* BEGIN Document segment *

On coordinated election interference, the tech giant has nothing of substance to share — beyond its customary claim that it’s “constantly working to find and stop coordinated campaigns that seek to manipulate public debate across our apps”, including groups seeking to do so ahead of a major election.

“Since 2018, we’ve identified and disrupted six networks engaging in Coordinated Inauthentic Behavior in Myanmar. These networks of accounts, Pages and Groups were masking their identities to mislead people about who they were and what they were doing by manipulating public discourse and misleading people about the origins of content,” it adds.

In summing up the changes, Facebook says it’s “built a team that is dedicated to Myanmar”, which it notes includes people “who spend significant time on the ground working with civil society partners who are advocating on a range of human and digital rights issues across Myanmar’s diverse, multi-ethnic society” — though clearly this team is not operating out of Myanmar.

It further claims engagement with key regional stakeholders will ensure Facebook’s business is “responsive to local needs” — something the company demonstrably failed on back in 2018.

“We remain committed to advancing the social and economic benefits of Facebook in Myanmar. Although we know that this work will continue beyond November, we acknowledge that Myanmar’s 2020 general election will be an important marker along the journey,” Facebook adds.

There’s no mention in its blog post of accusations that Facebook is actively obstructing an investigation into genocide in Myanmar.

* END Document segment *

▸ **Problems**:
**A.** According to the passage on Facebook and Myanmar's election, how many networks engaging in Coordinated Inauthentic Behavior in Myanmar has Facebook identified and disrupted since 2018?
**B.** List every type of entity that, according to the passage on Facebook and Myanmar's election, made up the networks that were masking their identities.
The records have no connection to the text on Facebook and Myanmar's election.

* BEGIN Rows *

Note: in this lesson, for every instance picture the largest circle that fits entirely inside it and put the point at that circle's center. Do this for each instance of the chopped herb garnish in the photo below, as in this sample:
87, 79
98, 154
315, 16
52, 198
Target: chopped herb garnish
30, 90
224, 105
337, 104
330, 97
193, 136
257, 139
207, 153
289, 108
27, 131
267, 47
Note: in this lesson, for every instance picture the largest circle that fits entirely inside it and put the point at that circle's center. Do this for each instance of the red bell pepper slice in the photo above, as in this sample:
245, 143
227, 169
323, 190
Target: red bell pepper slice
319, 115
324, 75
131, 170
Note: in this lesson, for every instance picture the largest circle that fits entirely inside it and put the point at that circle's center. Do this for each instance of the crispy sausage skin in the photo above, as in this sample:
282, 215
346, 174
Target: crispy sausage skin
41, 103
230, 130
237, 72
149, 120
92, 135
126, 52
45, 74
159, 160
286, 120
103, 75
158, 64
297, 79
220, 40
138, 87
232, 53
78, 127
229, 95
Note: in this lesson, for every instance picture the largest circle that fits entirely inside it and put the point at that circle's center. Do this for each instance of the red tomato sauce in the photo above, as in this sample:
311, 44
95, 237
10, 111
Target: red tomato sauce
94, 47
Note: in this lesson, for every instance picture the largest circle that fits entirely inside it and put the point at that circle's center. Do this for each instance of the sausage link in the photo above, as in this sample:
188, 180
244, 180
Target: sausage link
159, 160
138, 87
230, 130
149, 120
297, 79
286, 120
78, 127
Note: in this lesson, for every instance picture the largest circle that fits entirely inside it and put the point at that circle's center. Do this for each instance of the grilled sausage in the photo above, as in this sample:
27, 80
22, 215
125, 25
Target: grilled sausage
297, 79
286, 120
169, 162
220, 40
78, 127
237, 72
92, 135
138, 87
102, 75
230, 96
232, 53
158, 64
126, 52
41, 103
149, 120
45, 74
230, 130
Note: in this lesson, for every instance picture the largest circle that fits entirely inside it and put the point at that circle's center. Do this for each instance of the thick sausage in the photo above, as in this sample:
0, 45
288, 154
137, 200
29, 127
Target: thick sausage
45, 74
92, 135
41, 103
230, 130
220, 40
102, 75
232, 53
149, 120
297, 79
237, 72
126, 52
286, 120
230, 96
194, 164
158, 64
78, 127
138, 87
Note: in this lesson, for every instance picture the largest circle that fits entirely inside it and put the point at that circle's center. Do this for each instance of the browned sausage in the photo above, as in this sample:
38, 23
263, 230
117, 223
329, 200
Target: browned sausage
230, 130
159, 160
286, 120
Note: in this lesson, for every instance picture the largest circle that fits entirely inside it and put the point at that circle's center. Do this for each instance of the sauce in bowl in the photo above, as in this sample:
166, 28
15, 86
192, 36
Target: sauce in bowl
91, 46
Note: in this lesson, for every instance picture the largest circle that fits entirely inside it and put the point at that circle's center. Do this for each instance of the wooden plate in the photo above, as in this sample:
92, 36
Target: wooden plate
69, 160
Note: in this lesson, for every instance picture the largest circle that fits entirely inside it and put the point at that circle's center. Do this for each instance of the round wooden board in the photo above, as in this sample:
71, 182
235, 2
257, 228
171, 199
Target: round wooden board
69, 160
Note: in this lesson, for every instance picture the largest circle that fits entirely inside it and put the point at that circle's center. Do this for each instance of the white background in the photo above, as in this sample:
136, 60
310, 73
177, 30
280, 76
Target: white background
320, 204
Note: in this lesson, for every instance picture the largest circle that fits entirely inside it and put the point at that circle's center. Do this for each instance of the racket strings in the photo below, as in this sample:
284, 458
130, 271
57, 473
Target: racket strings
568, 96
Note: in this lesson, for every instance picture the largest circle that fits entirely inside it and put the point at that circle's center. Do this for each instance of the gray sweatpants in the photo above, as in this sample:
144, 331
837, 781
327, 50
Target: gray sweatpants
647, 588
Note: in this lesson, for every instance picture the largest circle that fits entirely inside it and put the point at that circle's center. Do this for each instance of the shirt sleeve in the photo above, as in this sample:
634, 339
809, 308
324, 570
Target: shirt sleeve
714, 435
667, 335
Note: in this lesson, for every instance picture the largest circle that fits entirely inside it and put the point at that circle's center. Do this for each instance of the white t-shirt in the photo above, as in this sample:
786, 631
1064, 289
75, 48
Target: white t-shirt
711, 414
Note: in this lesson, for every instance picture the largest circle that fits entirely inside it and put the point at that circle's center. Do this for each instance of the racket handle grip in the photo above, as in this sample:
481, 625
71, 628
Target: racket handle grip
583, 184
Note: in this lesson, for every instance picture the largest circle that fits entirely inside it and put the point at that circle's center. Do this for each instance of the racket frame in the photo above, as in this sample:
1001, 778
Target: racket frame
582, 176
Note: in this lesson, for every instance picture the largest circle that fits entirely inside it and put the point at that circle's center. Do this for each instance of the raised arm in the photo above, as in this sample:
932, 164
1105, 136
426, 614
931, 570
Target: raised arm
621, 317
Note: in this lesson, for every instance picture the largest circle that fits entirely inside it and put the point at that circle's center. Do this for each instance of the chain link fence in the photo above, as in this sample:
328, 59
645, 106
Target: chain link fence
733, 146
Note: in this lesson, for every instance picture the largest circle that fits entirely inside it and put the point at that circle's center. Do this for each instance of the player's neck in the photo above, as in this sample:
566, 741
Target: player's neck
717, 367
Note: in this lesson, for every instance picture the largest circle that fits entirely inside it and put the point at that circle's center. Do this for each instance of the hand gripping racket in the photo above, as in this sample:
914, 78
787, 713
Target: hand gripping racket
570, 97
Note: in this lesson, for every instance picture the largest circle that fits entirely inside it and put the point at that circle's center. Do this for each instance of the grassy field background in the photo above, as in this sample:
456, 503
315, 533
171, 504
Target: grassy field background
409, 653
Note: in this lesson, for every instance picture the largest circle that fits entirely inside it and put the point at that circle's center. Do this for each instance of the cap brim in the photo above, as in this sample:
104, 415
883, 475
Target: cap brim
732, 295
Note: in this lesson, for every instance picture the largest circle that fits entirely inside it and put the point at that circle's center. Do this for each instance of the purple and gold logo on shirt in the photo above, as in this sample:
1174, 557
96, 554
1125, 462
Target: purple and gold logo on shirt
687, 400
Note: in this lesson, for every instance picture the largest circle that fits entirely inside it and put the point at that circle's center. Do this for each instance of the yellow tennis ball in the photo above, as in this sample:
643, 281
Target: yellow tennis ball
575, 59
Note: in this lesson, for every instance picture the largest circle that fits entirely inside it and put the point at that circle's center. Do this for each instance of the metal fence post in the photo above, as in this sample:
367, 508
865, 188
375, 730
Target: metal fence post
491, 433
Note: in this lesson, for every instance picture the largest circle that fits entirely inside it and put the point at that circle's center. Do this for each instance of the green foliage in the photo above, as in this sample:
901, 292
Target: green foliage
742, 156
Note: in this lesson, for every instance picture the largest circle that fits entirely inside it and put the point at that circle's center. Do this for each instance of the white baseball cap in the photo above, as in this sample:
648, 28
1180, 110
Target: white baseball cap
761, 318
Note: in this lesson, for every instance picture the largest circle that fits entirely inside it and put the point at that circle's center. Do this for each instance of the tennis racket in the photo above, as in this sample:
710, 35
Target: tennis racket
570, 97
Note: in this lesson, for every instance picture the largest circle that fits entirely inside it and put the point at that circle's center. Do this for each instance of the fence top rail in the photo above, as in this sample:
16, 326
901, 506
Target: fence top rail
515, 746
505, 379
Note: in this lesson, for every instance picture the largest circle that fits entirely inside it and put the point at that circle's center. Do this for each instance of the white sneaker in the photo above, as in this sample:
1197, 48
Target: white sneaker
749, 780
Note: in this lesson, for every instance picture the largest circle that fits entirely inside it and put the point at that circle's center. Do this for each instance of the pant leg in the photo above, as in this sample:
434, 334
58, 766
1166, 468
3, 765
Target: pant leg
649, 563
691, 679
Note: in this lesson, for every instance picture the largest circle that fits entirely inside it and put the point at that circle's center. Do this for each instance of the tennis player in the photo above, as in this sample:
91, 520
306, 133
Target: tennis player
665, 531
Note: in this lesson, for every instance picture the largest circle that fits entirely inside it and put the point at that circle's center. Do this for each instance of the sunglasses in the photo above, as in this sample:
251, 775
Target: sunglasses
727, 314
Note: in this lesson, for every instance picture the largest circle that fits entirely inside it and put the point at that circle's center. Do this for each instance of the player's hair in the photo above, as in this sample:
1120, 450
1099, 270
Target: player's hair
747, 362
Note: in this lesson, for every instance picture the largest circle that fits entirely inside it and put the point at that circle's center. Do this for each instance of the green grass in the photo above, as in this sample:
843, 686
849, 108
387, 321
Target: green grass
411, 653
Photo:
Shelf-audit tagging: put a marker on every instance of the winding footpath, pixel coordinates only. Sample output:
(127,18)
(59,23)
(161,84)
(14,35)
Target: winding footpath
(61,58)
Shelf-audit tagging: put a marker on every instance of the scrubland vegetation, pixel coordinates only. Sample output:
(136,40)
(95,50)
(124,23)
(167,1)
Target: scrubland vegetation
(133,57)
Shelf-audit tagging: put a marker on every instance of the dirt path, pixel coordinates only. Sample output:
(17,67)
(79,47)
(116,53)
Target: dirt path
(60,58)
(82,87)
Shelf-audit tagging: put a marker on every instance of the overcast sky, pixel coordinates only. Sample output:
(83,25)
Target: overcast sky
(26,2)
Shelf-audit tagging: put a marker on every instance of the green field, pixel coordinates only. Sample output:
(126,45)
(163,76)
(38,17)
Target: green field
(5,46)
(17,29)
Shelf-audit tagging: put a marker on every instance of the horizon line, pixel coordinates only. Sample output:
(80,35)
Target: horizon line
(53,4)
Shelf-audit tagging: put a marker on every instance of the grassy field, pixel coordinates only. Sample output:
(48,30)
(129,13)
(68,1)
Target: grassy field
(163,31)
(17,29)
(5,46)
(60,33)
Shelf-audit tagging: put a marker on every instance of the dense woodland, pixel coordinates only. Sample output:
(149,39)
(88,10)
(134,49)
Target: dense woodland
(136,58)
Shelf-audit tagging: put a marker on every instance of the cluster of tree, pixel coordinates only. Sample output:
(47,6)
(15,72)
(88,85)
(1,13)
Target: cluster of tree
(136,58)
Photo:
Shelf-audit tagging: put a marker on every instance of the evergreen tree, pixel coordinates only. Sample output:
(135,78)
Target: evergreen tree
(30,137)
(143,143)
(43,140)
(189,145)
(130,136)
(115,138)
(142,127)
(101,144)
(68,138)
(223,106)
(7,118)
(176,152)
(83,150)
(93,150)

* END Rows *

▸ **Replies**:
**A.** Six networks.

**B.** Accounts, Pages, and Groups.